═══ STUDY MATERIAL ═══
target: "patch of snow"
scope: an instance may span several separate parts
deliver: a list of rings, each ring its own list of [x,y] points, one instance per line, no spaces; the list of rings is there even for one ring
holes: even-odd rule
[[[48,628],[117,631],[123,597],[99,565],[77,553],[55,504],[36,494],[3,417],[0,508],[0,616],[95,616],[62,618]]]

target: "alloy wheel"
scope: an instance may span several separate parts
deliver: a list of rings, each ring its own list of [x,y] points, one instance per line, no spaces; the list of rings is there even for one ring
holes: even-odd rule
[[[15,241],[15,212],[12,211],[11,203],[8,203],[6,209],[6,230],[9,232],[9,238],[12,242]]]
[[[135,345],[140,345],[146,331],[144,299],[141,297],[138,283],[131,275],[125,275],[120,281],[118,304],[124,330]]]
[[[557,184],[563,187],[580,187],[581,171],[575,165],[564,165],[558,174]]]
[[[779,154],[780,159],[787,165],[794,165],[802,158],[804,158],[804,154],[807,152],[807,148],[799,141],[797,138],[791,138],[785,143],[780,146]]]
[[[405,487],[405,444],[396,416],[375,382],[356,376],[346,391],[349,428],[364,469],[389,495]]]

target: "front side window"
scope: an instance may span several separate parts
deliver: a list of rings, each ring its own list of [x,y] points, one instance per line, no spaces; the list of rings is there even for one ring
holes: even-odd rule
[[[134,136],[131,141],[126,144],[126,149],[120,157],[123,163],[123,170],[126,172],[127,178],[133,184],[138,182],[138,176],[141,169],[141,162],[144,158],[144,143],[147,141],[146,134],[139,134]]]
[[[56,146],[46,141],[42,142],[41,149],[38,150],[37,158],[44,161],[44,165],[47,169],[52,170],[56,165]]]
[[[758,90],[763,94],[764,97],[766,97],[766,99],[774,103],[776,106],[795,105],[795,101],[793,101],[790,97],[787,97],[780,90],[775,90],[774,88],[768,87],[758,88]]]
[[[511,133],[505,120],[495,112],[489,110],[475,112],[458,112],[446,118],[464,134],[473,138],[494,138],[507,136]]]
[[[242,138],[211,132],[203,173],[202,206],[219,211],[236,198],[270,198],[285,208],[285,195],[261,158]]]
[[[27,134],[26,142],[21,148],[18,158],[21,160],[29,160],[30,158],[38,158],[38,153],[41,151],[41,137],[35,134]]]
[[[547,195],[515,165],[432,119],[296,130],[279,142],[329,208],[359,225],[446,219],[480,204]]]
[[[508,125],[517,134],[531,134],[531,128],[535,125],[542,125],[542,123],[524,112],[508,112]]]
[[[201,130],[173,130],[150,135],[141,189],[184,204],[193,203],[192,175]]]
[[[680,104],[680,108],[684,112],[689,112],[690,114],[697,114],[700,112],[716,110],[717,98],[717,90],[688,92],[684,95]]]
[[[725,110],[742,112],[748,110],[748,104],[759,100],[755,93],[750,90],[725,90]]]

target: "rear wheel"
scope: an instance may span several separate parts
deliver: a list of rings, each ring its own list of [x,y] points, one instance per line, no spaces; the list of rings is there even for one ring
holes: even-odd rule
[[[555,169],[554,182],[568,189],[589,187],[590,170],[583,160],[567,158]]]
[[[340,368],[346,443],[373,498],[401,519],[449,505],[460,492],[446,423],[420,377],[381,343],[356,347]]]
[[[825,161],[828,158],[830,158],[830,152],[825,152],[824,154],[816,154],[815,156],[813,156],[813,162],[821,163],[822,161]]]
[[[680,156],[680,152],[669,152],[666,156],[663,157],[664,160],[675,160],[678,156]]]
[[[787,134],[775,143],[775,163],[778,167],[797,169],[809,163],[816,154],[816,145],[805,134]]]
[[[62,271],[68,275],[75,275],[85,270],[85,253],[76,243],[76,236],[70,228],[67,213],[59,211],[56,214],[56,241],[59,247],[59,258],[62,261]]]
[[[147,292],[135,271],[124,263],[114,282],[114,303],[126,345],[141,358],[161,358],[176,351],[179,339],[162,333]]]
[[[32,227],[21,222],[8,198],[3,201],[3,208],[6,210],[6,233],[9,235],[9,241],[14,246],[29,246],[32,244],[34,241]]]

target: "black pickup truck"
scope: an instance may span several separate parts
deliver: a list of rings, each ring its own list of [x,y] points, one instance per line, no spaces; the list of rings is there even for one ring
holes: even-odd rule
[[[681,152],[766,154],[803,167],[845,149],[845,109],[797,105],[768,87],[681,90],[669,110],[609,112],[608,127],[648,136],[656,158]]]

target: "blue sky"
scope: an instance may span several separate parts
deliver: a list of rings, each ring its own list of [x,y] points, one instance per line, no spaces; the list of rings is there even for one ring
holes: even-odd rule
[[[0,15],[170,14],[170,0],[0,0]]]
═══
• REQUIREMENT: Each record needs to be duplicated exactly.

• TASK ANSWER:
target: "patch of snow"
scope: an instance may span several separate parts
deliver: a list of rings, each ring its own list of [x,y] points, one instance per line, no spaces; the list of rings is there even for one ring
holes: even-odd rule
[[[48,628],[117,631],[123,597],[99,565],[77,553],[55,504],[36,494],[3,417],[0,508],[0,616],[95,616],[62,618]]]

target: "alloy wheel"
scope: an instance may span several separate parts
deliver: a list of rings, each ring its own list of [x,y] points, one instance per line, no spaces; the list of rings is there even for one ring
holes: even-odd rule
[[[15,241],[15,212],[12,211],[11,203],[8,203],[6,209],[6,230],[9,232],[9,238],[12,242]]]
[[[135,345],[140,345],[146,331],[144,299],[141,297],[138,283],[131,275],[125,275],[120,281],[118,304],[124,330]]]
[[[557,184],[563,187],[580,187],[581,171],[575,165],[564,165],[558,174]]]
[[[779,154],[780,159],[787,165],[794,165],[802,158],[804,158],[804,154],[807,152],[807,148],[799,141],[797,138],[791,138],[785,143],[780,146]]]
[[[405,487],[405,444],[396,416],[375,382],[356,376],[346,391],[349,428],[364,469],[389,495]]]

target: "front side window"
scope: an instance may span several separate parts
deliver: a list of rings, each ring its own list of [x,y] points, one instance per line, no spaces; the list of rings is there even for one ring
holes: even-odd rule
[[[134,136],[131,141],[126,144],[126,149],[120,157],[123,163],[123,170],[126,172],[127,178],[133,184],[138,182],[138,176],[141,169],[141,162],[144,158],[144,143],[147,141],[146,134],[139,134]]]
[[[56,146],[46,141],[42,142],[41,149],[38,150],[37,158],[44,161],[44,165],[47,169],[52,170],[56,165]]]
[[[758,90],[763,94],[764,97],[766,97],[766,99],[774,103],[776,106],[795,105],[795,101],[793,101],[790,97],[787,97],[780,90],[775,90],[774,88],[768,87],[758,88]]]
[[[511,133],[505,120],[495,112],[489,110],[475,112],[458,112],[446,118],[464,134],[473,138],[494,138],[507,136]]]
[[[242,138],[211,132],[203,173],[202,206],[219,211],[236,198],[270,198],[285,208],[285,195],[261,158]]]
[[[27,134],[26,142],[21,148],[18,158],[21,160],[29,160],[30,158],[38,158],[38,153],[41,151],[41,137],[35,134]]]
[[[547,195],[515,165],[432,119],[296,130],[279,142],[329,208],[359,225],[446,219],[480,204]]]
[[[508,125],[517,134],[531,134],[531,128],[535,125],[542,125],[542,123],[524,112],[508,112]]]
[[[201,130],[173,130],[150,135],[141,189],[184,204],[193,203],[192,175]]]
[[[680,104],[680,108],[684,112],[689,112],[690,114],[697,114],[700,112],[716,110],[717,98],[717,90],[688,92],[684,95]]]
[[[725,110],[742,112],[748,110],[748,104],[759,100],[755,93],[750,90],[725,90]]]

target: "rear wheel"
scope: an instance may span several separate parts
deliver: a list of rings, each ring its own list of [x,y] points, one instance per line, no spaces; the list of rings is there even for one ring
holes: even-odd rule
[[[555,169],[554,182],[568,189],[589,187],[590,170],[583,160],[567,158]]]
[[[340,368],[346,443],[373,498],[401,519],[449,505],[460,492],[446,423],[420,377],[381,343],[356,347]]]
[[[825,161],[828,158],[830,158],[830,152],[825,152],[824,154],[816,154],[815,156],[813,156],[813,162],[821,163],[822,161]]]
[[[680,156],[680,152],[669,152],[666,156],[663,157],[664,160],[675,160],[678,156]]]
[[[787,134],[775,143],[775,163],[778,167],[797,169],[809,163],[816,154],[816,145],[805,134]]]
[[[62,271],[68,275],[75,275],[85,270],[85,253],[76,243],[76,236],[70,228],[67,213],[59,211],[56,214],[56,241],[59,247],[59,258],[62,261]]]
[[[147,292],[135,271],[124,263],[114,282],[114,303],[126,345],[141,358],[161,358],[176,351],[179,339],[162,333]]]
[[[32,227],[21,222],[8,198],[3,201],[3,208],[6,210],[6,233],[9,235],[9,241],[14,246],[29,246],[32,244],[34,241]]]

target: "black pickup truck"
scope: an instance may span several separate parts
deliver: a list of rings, each ring its own list of [x,y] points, one instance per line, no spaces; the list of rings is there even for one ring
holes: even-odd rule
[[[681,152],[766,154],[803,167],[845,149],[845,109],[797,105],[768,87],[681,90],[669,110],[609,112],[608,127],[648,136],[656,158]]]

target: "blue sky"
scope: an instance may span several separate parts
deliver: a list of rings, each ring its own list of [x,y] points, one instance per line, no spaces; the list of rings is there even for one ring
holes: even-odd rule
[[[0,15],[170,14],[170,0],[0,0]]]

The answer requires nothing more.